Which lines of the records below contain the word "instance"? Copy each of them out.

⟨

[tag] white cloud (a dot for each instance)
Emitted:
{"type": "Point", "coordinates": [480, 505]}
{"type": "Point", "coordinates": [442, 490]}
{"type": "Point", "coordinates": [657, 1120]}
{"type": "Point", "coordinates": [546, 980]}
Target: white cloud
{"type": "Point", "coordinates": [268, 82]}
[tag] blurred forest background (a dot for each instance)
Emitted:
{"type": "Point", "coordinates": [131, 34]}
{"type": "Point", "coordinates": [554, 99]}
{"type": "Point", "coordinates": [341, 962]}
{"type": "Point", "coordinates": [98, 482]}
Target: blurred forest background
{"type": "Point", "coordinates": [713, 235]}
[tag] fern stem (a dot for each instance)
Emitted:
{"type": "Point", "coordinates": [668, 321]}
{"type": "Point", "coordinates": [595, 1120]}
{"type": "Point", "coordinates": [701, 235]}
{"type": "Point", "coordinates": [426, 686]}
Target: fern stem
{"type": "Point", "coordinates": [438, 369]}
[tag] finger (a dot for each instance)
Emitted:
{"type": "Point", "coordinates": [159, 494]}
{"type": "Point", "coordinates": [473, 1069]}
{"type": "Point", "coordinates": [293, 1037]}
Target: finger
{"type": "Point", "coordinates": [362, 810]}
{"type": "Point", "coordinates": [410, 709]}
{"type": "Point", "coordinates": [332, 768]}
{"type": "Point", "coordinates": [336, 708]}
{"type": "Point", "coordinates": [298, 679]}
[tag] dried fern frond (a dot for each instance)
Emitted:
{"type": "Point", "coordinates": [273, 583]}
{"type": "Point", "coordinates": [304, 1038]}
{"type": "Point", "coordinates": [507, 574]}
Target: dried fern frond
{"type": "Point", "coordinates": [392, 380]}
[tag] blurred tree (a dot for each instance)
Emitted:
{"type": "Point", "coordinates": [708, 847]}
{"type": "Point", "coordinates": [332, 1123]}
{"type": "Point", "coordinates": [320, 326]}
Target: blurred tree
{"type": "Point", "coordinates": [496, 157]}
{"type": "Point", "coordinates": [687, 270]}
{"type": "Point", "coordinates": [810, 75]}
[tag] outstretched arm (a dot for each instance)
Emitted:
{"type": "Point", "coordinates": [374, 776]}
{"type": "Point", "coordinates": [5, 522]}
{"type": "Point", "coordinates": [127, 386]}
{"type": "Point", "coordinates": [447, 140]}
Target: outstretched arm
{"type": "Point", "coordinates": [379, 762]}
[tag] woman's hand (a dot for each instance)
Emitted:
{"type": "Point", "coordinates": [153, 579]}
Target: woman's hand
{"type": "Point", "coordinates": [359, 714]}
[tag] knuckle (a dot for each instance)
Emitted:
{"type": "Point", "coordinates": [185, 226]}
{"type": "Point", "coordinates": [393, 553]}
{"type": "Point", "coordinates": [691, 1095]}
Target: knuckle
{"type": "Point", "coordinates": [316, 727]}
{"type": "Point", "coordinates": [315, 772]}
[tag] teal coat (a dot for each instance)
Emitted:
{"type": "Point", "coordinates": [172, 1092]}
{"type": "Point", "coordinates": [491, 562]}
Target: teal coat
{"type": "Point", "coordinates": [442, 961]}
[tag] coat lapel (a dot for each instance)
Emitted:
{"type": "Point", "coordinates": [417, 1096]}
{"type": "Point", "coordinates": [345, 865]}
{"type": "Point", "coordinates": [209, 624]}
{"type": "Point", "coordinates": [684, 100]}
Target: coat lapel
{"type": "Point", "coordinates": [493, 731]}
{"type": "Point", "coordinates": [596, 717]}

⟩

### Output for this exercise
[tag] white cloud (a dot for each instance)
[tag] blurred forest background (a dot for each instance)
[tag] fern stem (a dot for each instance)
[tag] finger (a dot for each instance)
[tag] dried fern frond (a dot for each instance)
[tag] blurred tree (a dot for each instance)
[tag] outstretched arm (a dot for each instance)
[tag] woman's hand (a dot for each instance)
[tag] knuckle (a dot for each instance)
[tag] teal coat (a dot for each instance)
[tag] coat lapel (a dot for each instance)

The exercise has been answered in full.